Annotated photo localization data:
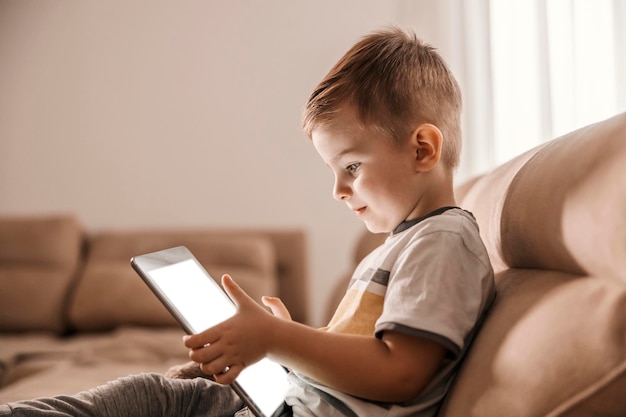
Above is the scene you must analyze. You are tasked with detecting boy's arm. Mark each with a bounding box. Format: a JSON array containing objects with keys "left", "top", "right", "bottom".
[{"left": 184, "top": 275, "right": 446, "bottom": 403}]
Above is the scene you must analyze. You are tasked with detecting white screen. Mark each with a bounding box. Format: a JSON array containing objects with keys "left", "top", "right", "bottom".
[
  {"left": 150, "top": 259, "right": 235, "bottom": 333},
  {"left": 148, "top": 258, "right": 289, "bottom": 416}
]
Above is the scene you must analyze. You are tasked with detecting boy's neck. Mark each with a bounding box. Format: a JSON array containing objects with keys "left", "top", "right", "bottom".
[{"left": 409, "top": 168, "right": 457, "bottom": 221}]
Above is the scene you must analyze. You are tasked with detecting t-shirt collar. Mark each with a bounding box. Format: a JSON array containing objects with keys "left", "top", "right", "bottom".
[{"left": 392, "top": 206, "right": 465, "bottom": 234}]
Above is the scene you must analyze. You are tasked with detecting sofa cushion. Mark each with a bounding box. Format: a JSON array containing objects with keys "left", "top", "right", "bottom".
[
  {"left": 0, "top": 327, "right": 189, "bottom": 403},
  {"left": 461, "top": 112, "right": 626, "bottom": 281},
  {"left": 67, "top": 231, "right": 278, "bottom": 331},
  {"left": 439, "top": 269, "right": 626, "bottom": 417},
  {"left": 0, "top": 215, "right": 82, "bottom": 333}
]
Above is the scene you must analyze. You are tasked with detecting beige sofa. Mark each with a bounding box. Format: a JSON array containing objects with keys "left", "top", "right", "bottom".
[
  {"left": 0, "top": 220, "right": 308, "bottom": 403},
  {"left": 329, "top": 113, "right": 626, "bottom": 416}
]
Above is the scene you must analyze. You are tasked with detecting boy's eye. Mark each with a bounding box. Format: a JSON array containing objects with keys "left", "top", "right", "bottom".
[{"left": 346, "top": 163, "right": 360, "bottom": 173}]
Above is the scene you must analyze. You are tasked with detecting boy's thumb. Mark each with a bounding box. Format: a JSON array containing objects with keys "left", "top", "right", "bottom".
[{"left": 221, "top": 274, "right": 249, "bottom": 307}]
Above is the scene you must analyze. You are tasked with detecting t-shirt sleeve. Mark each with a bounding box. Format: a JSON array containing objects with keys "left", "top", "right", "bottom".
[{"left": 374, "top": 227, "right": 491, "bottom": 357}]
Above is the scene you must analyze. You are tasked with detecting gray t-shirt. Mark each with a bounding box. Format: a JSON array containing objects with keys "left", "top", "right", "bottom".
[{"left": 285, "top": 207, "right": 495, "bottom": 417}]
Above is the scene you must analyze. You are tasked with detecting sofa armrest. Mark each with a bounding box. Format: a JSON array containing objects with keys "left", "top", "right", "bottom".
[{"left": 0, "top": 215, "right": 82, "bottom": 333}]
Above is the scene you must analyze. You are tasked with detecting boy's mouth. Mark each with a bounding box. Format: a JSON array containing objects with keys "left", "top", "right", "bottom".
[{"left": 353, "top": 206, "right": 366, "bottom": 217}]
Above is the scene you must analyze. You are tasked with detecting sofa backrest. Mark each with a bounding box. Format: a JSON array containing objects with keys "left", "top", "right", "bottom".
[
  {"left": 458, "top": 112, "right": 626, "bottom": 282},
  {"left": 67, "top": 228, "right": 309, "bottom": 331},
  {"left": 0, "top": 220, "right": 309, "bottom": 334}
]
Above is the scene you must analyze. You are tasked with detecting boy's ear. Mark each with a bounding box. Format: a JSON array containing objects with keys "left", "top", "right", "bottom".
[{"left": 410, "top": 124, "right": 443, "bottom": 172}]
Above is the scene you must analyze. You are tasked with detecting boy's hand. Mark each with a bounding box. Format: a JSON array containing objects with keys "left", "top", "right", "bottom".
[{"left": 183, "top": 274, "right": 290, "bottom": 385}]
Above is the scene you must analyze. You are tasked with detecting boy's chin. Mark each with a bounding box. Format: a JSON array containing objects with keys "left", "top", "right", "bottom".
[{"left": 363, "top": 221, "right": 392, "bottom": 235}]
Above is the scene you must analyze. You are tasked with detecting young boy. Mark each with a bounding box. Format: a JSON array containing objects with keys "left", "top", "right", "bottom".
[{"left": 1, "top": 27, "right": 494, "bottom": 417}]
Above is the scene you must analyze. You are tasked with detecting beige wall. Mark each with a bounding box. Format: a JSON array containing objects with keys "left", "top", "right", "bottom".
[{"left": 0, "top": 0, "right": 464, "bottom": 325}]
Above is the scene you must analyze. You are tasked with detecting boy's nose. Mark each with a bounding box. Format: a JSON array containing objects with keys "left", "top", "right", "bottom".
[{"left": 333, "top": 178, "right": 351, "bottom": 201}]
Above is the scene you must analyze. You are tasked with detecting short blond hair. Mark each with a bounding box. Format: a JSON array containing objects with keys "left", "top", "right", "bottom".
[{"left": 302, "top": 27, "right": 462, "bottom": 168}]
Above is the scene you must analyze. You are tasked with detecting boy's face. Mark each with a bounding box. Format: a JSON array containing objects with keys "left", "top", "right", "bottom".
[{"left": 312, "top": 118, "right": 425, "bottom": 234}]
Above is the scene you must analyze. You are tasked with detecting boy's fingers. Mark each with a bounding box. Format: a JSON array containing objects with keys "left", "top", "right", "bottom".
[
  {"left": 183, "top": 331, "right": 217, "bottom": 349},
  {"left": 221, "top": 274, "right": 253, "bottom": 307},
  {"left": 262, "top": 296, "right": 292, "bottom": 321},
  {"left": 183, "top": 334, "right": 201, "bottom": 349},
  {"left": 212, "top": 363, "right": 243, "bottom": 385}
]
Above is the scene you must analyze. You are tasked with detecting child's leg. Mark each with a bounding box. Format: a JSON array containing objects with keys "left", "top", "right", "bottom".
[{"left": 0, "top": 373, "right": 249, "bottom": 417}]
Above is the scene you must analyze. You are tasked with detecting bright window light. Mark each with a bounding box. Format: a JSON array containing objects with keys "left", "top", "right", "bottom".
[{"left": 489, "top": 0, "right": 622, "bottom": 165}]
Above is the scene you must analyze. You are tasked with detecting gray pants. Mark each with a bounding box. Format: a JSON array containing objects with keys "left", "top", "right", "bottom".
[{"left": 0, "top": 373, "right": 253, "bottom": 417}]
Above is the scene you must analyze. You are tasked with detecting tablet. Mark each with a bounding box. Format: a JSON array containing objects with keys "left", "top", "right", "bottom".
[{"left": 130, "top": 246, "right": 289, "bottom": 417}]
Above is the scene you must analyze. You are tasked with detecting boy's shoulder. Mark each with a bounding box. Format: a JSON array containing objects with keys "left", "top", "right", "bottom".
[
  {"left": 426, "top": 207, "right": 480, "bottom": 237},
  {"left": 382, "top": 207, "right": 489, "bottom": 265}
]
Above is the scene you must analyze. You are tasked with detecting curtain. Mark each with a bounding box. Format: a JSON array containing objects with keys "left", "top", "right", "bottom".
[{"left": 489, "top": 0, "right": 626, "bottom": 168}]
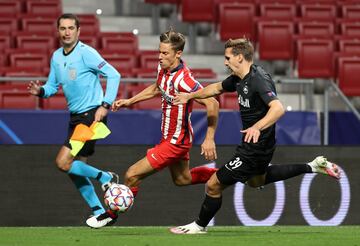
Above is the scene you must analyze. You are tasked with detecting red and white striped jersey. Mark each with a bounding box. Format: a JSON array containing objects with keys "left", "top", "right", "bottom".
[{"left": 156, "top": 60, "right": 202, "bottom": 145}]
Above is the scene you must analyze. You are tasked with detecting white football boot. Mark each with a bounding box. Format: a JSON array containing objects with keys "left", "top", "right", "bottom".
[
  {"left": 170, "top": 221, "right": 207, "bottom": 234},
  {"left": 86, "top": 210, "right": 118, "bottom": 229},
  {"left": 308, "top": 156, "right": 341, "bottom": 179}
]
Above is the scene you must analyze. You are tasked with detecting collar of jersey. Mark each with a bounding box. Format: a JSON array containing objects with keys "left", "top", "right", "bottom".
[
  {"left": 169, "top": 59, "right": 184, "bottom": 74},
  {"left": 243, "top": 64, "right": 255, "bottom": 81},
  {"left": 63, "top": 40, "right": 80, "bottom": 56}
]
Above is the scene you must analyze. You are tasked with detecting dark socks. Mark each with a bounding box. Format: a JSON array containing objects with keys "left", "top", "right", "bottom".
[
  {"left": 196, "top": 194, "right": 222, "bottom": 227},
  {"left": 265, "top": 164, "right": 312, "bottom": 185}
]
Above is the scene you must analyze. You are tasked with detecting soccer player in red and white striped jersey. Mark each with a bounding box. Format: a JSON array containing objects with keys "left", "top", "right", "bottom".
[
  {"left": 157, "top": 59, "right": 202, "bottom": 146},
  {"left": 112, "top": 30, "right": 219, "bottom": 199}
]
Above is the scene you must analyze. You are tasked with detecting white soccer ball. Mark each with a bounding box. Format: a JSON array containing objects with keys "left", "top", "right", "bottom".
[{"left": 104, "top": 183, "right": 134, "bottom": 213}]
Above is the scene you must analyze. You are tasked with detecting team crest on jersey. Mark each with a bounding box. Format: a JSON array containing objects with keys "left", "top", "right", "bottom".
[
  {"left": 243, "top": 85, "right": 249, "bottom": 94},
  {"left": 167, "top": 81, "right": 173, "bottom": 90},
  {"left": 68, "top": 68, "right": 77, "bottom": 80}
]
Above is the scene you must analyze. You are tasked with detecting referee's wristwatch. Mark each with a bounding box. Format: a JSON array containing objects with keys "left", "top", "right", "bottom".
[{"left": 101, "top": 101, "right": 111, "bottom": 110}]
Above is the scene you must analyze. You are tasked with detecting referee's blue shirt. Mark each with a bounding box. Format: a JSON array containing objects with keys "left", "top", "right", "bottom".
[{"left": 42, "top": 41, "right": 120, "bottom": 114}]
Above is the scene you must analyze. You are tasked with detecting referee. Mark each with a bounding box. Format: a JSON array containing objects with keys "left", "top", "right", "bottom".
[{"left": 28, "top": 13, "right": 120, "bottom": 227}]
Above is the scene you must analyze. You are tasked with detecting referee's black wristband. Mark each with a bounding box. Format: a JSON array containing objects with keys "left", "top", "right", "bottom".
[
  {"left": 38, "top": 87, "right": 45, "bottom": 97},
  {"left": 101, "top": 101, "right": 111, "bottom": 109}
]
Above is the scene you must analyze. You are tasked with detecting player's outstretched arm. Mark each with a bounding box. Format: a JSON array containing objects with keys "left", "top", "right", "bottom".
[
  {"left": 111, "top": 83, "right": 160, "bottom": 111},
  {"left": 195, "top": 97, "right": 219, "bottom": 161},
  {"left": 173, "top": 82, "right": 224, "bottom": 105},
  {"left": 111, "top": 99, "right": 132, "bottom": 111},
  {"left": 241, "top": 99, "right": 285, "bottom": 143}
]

### Task details
The response should be the lines from the one containing "with detecting player's" through the last line of the data, set down exactly and with no other line.

### Result
Above is the scene you must analyze. You are tasked with detecting player's outstretched arm. Mark each with a bounding box. Format: a JSON array containing objects with keys "left", "top", "right", "bottom".
[
  {"left": 111, "top": 83, "right": 160, "bottom": 111},
  {"left": 195, "top": 97, "right": 219, "bottom": 161},
  {"left": 173, "top": 82, "right": 224, "bottom": 105},
  {"left": 111, "top": 99, "right": 132, "bottom": 111},
  {"left": 241, "top": 99, "right": 285, "bottom": 143}
]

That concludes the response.